Text under study START

Where did you learn to unit test? How did you learn?

Andrew Dalke adalke at mindspring.com
Fri May 2 19:38:45 EDT 2003


Steven Taschuk
> Dijkstra, incidentally, advocated a correctness-by-construction
> approach which has some interesting analogies to test-driven
> development.  For example, he even advocated writing the proof
> first, then writing the program to satisfy the assumptions of the
> proof.  (Obviously this would be done incrementally in practice.)

I was implementing a graph algorithm once.  I wrote out the
proof (one upon a time I got a math degree) over several days,
to make sure I understood how it was supposed to work.

I then translated the proof to Python.  I recall a couple
issues:

   - it took several days to track down a bug where I used
       a "continue" instead of a "break".  Or maybe it was the
       other way around.  In any case, it was an optimization
       not included in the proof.

  - I needed some instrumentation via callbacks to watch
      was was going on and allow a controller to say "it's
      been 10 seconds, so give be the best answer to date"
      Again, not in the proof because I didn't include time.

Text under study END

Continue the mailing-list post about translating a graph-algorithm proof into Python, starting right after its final sentence.

Records provided START

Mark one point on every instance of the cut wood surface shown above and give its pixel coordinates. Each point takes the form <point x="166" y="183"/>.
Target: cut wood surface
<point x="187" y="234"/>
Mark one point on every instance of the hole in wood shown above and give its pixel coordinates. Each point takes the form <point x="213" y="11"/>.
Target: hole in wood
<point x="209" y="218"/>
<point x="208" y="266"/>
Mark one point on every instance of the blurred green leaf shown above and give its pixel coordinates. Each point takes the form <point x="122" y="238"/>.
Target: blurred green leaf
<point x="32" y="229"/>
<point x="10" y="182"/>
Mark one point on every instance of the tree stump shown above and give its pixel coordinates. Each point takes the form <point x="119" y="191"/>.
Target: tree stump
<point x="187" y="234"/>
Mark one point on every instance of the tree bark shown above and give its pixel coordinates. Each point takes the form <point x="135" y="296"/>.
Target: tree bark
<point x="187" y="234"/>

Records provided END

» Written response
  - We needed to chain the algorithm so that a solution of
      one graph comparison was used at the basis for the
      next graph comparison.  (We wanted the maximum
      common substructure of a set of graphs built on top
      of our pairwise algorithm.)  Python didn't have generators
      so we emulated it on threads.  Whereas the proof was
      simple since we could just say "use the solution for the
      next pairwise comparison."

The way we validated the algorithm was to compare it
against a genetic algorithm and ensure that we always found
solutions at least as good as the GA.  Though sometimes
it took a lot longer.

I suppose it is possible to have the proof include these
factors, but it's beyond my abilities.